_Task goal_: Transcribe the entries exactly. Omit the pictures.

_Data excerpts_:
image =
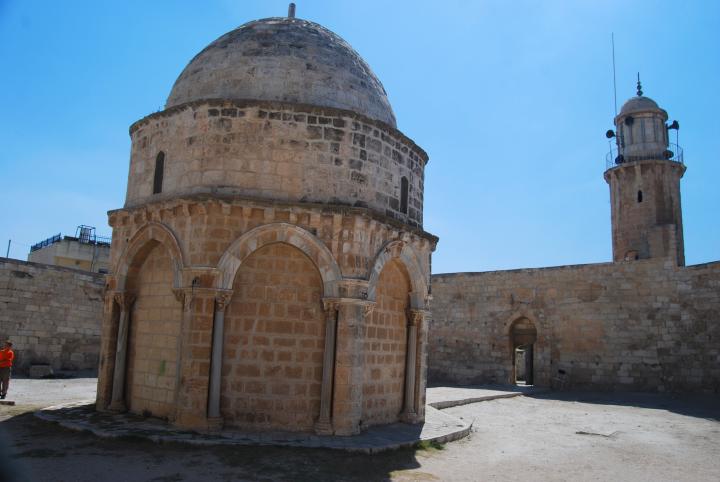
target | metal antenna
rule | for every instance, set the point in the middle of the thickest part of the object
(612, 36)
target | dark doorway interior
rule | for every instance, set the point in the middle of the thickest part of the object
(522, 343)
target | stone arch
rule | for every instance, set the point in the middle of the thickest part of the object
(404, 253)
(140, 246)
(154, 324)
(272, 356)
(264, 235)
(522, 341)
(385, 350)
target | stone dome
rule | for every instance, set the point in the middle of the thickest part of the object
(288, 60)
(639, 104)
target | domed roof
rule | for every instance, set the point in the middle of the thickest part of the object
(639, 104)
(284, 59)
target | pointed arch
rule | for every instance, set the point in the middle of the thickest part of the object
(139, 247)
(286, 233)
(407, 256)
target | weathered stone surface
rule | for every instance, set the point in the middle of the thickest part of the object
(640, 325)
(52, 314)
(284, 59)
(279, 153)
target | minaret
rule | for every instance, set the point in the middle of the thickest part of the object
(644, 176)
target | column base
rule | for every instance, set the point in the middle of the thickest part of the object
(215, 424)
(324, 427)
(117, 406)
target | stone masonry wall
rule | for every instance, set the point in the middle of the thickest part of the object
(52, 314)
(274, 340)
(643, 325)
(385, 346)
(272, 150)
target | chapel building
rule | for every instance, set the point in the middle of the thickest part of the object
(270, 269)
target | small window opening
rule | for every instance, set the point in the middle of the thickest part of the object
(159, 168)
(404, 186)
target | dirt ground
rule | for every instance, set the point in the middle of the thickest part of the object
(543, 437)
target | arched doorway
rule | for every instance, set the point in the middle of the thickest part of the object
(386, 347)
(523, 336)
(273, 342)
(154, 331)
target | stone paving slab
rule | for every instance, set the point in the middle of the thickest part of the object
(439, 427)
(452, 396)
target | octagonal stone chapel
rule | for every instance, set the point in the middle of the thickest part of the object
(270, 270)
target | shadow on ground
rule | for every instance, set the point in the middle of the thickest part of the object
(706, 406)
(51, 452)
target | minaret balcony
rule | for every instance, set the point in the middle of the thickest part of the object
(615, 157)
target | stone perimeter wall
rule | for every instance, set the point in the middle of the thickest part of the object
(277, 151)
(644, 325)
(51, 314)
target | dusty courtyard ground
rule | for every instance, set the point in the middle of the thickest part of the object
(546, 437)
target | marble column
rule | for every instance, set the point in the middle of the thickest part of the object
(409, 412)
(323, 426)
(218, 334)
(350, 360)
(117, 401)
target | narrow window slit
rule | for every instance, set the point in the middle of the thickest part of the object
(159, 168)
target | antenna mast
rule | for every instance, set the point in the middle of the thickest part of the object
(612, 37)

_Final answer_:
image =
target | metal antenna
rule | for every instance, set the point in the middle of the thickest part of the object
(612, 36)
target | dark doorway interior
rule | for every instance, set the point in the middle of the thickest part of the object
(522, 343)
target | stone arch
rule | for every instance, set the point in the middle of the thickest part of the object
(404, 253)
(140, 246)
(154, 324)
(272, 356)
(264, 235)
(522, 341)
(385, 350)
target | stone dome
rule | for every instance, set the point in the middle of the thickest part of the object
(288, 60)
(639, 104)
target | domed roof
rule | for every instance, set the point in the middle of the thickest part of the object
(639, 104)
(284, 59)
target | pointed arch
rule | for every instance, set the point in the middle of the thickest part of the object
(139, 247)
(286, 233)
(407, 256)
target | weathered stone surface
rule | for every instance, set the point in the middle of the thickest part of the object
(640, 325)
(52, 314)
(284, 59)
(279, 153)
target | minaret
rule | for every instance, set the point in the middle of the thickest part of the object
(644, 176)
target | column base
rule | for every instance, set the point in the middle of the thickest part of the object
(215, 424)
(324, 427)
(117, 406)
target | stone masonry wall
rule | for every instance, set the point in the middle of the thickest part of the object
(52, 314)
(274, 340)
(643, 325)
(385, 346)
(272, 150)
target | chapel building
rule | for every instance, set the point in the middle of the thickest part of the object
(270, 269)
target | small window opening
rule | for every instance, set the point in the middle of the thickest part of the object
(159, 168)
(404, 186)
target | dirt ground
rule | for every instance, set the point in the middle of the thickest part of the object
(543, 437)
target | arched doorway
rule | for every instance, set the point in the middle of the thickest part of the object
(386, 347)
(523, 336)
(273, 342)
(154, 331)
target | stone paving slab
rule | for every instance, set the point in the middle of the thickest part of the object
(439, 427)
(452, 396)
target | octagonal stone chapel
rule | for every instance, set the point in the middle of the thickest part of the object
(270, 270)
target | shadow on ground
rule | for every instance, set the point in the middle of the thickest part of the object
(706, 406)
(51, 452)
target | minaret balcony
rule | for every instance, set the point in the middle of the thickest part of the object
(615, 157)
target | stone perimeter wall
rule | for every instance, set the point in the middle of the thickest part of the object
(277, 151)
(644, 325)
(51, 314)
target | dusty courtyard ground
rule | for every instance, set the point in the middle of the thickest part of the object
(546, 437)
target | marble column
rule | for every instance, set the point in the middle of the thickest part of the object
(409, 412)
(323, 426)
(218, 334)
(350, 360)
(117, 401)
target | narrow window slit
rule | for every instance, set the point in the middle of the thickest part of the object
(159, 168)
target | antenna mast
rule | for every instance, set the point in the middle of the thickest part of the object
(612, 37)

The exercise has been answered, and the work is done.